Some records
────────────────────

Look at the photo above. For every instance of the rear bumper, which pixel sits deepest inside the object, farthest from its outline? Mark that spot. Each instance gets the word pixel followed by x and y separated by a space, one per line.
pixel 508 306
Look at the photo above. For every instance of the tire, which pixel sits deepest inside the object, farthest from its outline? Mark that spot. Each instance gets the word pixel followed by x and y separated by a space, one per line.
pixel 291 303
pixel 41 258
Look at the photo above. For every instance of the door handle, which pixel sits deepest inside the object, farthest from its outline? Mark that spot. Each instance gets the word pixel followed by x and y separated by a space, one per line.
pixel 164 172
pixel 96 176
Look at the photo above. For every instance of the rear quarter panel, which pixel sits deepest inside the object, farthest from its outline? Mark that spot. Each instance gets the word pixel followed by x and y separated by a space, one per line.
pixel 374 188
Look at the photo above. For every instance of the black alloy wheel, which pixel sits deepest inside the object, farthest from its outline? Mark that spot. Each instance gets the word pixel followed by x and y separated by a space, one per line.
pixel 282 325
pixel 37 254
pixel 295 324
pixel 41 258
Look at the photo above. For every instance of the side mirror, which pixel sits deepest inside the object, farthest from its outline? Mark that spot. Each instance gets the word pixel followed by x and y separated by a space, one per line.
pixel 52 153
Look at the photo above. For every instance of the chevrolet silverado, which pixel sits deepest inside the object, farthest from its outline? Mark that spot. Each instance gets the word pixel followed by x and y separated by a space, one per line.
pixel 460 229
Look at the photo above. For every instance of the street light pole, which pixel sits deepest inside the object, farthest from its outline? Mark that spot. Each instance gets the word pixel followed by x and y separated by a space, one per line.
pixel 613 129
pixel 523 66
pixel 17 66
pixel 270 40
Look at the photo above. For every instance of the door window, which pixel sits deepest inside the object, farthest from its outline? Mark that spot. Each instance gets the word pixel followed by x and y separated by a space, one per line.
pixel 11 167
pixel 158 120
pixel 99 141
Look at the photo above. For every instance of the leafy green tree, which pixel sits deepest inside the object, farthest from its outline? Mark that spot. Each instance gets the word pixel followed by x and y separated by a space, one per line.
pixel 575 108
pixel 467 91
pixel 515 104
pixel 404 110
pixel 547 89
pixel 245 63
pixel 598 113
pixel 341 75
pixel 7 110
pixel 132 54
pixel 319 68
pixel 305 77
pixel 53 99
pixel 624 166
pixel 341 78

────────────────────

# Set exercise
Write every record out again, unaltered.

# Output below
Look at the photo above. For every instance of the rear bumper, which pixel sits deepest inside the object, farthest from its outline? Mark that spot. Each instance gets the word pixel followed by x and y separated by a space, one per line.
pixel 508 306
Look at the photo above. For every instance of the tire, which pixel sits deepest inside the object, farthest from its outline? Mark that spot. Each instance gets the word pixel followed by x and y separated by a space, one per line.
pixel 291 303
pixel 41 258
Look at the photo above. For every instance of the door handle, which pixel sits deepest inside the object, farthest from its outline? Mark that spot. Each instance gets the word pixel followed by x and y separated by a space, one per line.
pixel 164 172
pixel 96 176
Look at the photo above. For every instance of the rear quarter panel, which pixel sits deepest inside the object, farthest from its outline? Mark that spot. Each instance gets the word pixel followed by x and y separated by a space, one per line.
pixel 374 188
Look at the photo above. For every instance of the black alloy wheel, which pixel sits deepest inside the object, farthest from its outline? Mark that spot. Each instance gets the word pixel followed by x and y separated by a space, one per line.
pixel 282 325
pixel 37 254
pixel 295 324
pixel 41 258
Look at the photo above. For every instance of the side mirror, which pixel sits deepest inside the object, farthest from its outline? Mark that spot. Each instance gets the word pixel followed by x and y separated by a space, one per line.
pixel 52 153
Look at the photo above. For every instance of the chevrolet silverado, which pixel sits deepest inside the object, farthest from its outline? Mark that spot. Each instance gets the word pixel followed by x and y separated by a space, one per line.
pixel 460 229
Look at the photo above. For every instance of the street light pole, which pixel sits deepest inside the object, farthest from its outline? Mark that spot. Each instance gets the word pixel followed by x and y separated by a space, one per line.
pixel 613 129
pixel 523 66
pixel 17 66
pixel 270 40
Look at the photo above. For every instance of the door window, which pixel sits deepest inside the object, farthest from its outline? Mark that spot. Each instance gets the word pixel followed by x and y separated by a space, one per line.
pixel 11 167
pixel 158 120
pixel 99 141
Look at the photo above. For every instance of the leafy green tree, which pixel sits deepest inside the object, farthest from its outline? Mark that spot. Each instance gets the word pixel followed by x and y separated by a space, one per line.
pixel 575 108
pixel 467 91
pixel 515 104
pixel 404 110
pixel 547 89
pixel 245 63
pixel 598 113
pixel 341 75
pixel 7 110
pixel 132 54
pixel 319 68
pixel 305 77
pixel 53 99
pixel 624 166
pixel 341 78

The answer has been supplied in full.